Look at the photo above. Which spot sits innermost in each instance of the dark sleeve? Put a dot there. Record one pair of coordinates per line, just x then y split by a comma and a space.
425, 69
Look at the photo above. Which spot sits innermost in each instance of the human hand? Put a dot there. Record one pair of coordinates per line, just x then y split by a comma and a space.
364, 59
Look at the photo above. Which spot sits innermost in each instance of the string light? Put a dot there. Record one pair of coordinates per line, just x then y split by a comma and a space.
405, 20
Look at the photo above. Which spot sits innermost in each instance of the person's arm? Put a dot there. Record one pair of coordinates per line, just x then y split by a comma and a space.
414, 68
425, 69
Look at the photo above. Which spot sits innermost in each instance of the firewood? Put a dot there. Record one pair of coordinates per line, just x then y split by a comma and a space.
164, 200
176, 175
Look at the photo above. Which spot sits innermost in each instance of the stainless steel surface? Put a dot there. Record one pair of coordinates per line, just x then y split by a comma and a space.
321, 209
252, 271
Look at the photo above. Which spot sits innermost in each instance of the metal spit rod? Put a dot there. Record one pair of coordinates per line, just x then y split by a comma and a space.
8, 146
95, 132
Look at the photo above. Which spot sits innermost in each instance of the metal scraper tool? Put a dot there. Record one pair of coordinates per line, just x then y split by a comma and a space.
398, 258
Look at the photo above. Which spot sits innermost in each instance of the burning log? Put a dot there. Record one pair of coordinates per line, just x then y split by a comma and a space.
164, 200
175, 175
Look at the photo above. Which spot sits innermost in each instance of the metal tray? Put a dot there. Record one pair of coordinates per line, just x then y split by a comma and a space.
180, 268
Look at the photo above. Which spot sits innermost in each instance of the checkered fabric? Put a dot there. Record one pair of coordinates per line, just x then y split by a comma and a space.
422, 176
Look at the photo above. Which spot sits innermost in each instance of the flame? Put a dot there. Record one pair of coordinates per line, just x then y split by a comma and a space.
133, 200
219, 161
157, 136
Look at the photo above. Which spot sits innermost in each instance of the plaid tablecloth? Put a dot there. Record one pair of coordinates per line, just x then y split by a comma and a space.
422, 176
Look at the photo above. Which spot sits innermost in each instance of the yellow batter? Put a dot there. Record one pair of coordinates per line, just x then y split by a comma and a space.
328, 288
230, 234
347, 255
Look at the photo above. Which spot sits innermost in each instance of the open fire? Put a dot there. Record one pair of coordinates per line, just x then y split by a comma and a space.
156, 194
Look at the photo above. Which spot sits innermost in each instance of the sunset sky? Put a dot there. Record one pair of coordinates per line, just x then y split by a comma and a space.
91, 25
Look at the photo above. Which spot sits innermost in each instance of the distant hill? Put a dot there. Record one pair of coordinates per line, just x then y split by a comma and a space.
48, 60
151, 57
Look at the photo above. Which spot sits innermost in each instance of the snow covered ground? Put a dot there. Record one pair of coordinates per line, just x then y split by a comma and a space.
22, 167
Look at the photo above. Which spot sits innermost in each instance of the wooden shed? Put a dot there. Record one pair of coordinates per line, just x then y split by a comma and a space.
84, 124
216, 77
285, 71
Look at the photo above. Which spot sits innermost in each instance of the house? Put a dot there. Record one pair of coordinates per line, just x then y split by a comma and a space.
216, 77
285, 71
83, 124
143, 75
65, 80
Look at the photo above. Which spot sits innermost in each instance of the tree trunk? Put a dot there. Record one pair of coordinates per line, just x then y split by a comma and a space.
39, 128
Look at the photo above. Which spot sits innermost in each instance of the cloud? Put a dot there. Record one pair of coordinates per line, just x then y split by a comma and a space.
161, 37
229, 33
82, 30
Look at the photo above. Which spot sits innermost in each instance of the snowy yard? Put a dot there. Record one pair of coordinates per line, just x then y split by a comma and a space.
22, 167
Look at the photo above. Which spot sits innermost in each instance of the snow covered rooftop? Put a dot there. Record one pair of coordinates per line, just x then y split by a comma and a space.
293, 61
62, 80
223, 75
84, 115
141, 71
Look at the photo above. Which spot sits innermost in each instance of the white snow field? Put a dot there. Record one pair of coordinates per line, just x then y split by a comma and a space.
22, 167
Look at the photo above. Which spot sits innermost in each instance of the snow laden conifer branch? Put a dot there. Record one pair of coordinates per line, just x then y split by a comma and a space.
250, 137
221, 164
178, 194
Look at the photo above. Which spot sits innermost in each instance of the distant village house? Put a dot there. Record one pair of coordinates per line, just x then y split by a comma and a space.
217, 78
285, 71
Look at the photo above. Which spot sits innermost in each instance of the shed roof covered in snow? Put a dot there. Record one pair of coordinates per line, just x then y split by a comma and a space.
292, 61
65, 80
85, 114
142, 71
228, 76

§ REQUIREMENT:
Turn every one of the lines above into a Markdown table with the columns Row and Line text, numbering the rows and skipping blank lines.

§ REPLY:
| Row | Line text |
|---|---|
| 1 | Look at the photo above. Which spot sits innermost in each instance of the dark sleeve? Put a dot there. Record one pair of coordinates per line, just x then y split by a comma and a space. |
| 2 | 425, 69 |
| 3 | Look at the photo above. Which spot sits innermost in each instance of the human hand? Put a dot there. Record one pair of coordinates per line, just x then y split by a comma and a space. |
| 4 | 364, 59 |
| 5 | Look at the photo above. Which spot sits innermost in each instance of the string light? Put a dot there. Record one pair of coordinates per line, just x then y split by a comma and a space. |
| 6 | 405, 20 |
| 7 | Look at the photo above. Which spot sits innermost in each instance of the person's arm? Put a dot there. Record one pair of coordinates per line, just x then y split by a comma and a space. |
| 8 | 414, 68 |
| 9 | 425, 69 |
| 10 | Look at the photo above. Which spot sits innermost in each instance of the firewood? Put a dot there. Record one pair of coordinates per line, just x then y split by a comma and a space. |
| 11 | 164, 200 |
| 12 | 176, 175 |
| 13 | Look at the photo above. Which spot sits innermost in each instance of the stainless steel surface? Put a dot there. Record one pair of coordinates per line, just x then y split by a comma and a space. |
| 14 | 321, 209 |
| 15 | 252, 271 |
| 16 | Look at the photo above. Which spot sits innermost in each instance of the metal spit rod? Put a dot there. Record one pair of coordinates per line, just x then y split by a comma and a space. |
| 17 | 8, 146 |
| 18 | 95, 132 |
| 19 | Look at the photo above. Which spot sits innermost in each instance of the metal scraper tool? Put a dot there. Record one pair of coordinates per line, just x then y split by a comma and a space. |
| 20 | 398, 258 |
| 21 | Look at the photo above. Which spot sits innermost in each instance of the burning log? Put a dot there. Record one pair of coordinates per line, just x then y split by a comma and a space. |
| 22 | 164, 200 |
| 23 | 175, 175 |
| 24 | Look at the photo above. Which spot sits innermost in each instance of the metal tray? Put a dot there. Record one pair of coordinates per line, just x then y split by a comma and a space. |
| 25 | 180, 268 |
| 26 | Look at the photo above. Which spot sits innermost in each instance of the checkered fabric? Put a dot there. Record one pair of coordinates per line, just x then y split by a comma and a space. |
| 27 | 422, 176 |
| 28 | Look at the photo above. Which spot sits innermost in each instance of the flame? Put a dot there. Record one pair of coordinates per line, just x then y split by a comma and a space. |
| 29 | 133, 200 |
| 30 | 219, 161 |
| 31 | 157, 136 |
| 32 | Look at the photo above. Which spot sits innermost in each instance of the plaid tablecloth? Put a dot there. Record one pair of coordinates per line, just x then y split by a comma and a space. |
| 33 | 422, 176 |
| 34 | Look at the photo above. Which spot sits innermost in each instance of the yellow batter? Put a dot there. Record one pair of coordinates per line, just x then y split by a comma and a space. |
| 35 | 328, 288 |
| 36 | 230, 234 |
| 37 | 347, 255 |
| 38 | Look at the photo above. Which spot sits innermost in each instance of the open fire? Put a dot there. Record one pair of coordinates per line, just x then y split by a comma and a space. |
| 39 | 156, 194 |
| 40 | Look at the photo above. Which spot sits innermost in each instance of the sunset sky? Put a dot there. Record one pair of coordinates per line, just x then y split by a comma and a space. |
| 41 | 91, 25 |
| 42 | Look at the photo above. Which spot sits innermost in each instance of the distant hill? Put a dot there. Record one pair of coordinates per line, just x then y split by a comma and a space. |
| 43 | 48, 60 |
| 44 | 151, 57 |
| 45 | Look at the photo above. Which spot sits innermost in each instance of the snow covered ground? Put a dot there. Record one pair of coordinates per line, just x then y split by a comma and a space. |
| 46 | 22, 167 |
| 47 | Look at the photo above. Which spot sits innermost in each instance of the wooden shed? Put a dot there. Record one pair of coordinates per line, just x then y split by a comma and a space. |
| 48 | 84, 124 |
| 49 | 216, 77 |
| 50 | 285, 71 |
| 51 | Look at the photo above. Which spot sits innermost in each instance of the house? Put a dot there. Record one pair of coordinates per line, just x then y split by a comma and a space. |
| 52 | 216, 77 |
| 53 | 285, 71 |
| 54 | 83, 124 |
| 55 | 143, 75 |
| 56 | 65, 80 |
| 57 | Look at the photo above. Which spot sits innermost in each instance of the tree trunk? Put a dot there. Record one pair of coordinates per line, just x then y split by a comma and a space. |
| 58 | 39, 128 |
| 59 | Look at the photo above. Which spot sits innermost in each instance of the cloud? Put a dot there. Record one pair of coordinates per line, just x then y split by a comma and a space. |
| 60 | 161, 37 |
| 61 | 229, 33 |
| 62 | 82, 30 |
| 63 | Look at the photo above. Which spot sits innermost in each instance of the snowy yard? Put a dot there. Record one pair of coordinates per line, just x then y split by a comma and a space. |
| 64 | 22, 167 |
| 65 | Look at the photo above. Which spot sits innermost in each instance of the snow covered rooftop? Put a dot there. Record one pair of coordinates per line, just x then y split by a comma and a space. |
| 66 | 293, 61 |
| 67 | 62, 80 |
| 68 | 223, 75 |
| 69 | 84, 115 |
| 70 | 141, 71 |
| 71 | Look at the photo above. Which spot sits innermost in each instance of the white snow field? Put a dot there. Record one pair of coordinates per line, just x then y split by a comma and a space. |
| 72 | 22, 167 |
| 73 | Look at the photo above. Which spot sits innermost in each instance of the snow laden conifer branch? Put a dot there. Record one pair of coordinates per line, just x then y split by a comma and a space. |
| 74 | 250, 137 |
| 75 | 221, 164 |
| 76 | 178, 194 |
| 77 | Look at the photo above. Which spot sits innermost in each instance of the distant village house? Put a dot there. Record one pair of coordinates per line, just x then y split by a comma and a space. |
| 78 | 217, 78 |
| 79 | 285, 71 |
| 80 | Look at the photo above. Which spot sits innermost in each instance of the shed roof covered in snow? Put a dot there. Record one pair of coordinates per line, just x then y split by a comma and a space. |
| 81 | 292, 61 |
| 82 | 65, 80 |
| 83 | 85, 114 |
| 84 | 142, 71 |
| 85 | 228, 76 |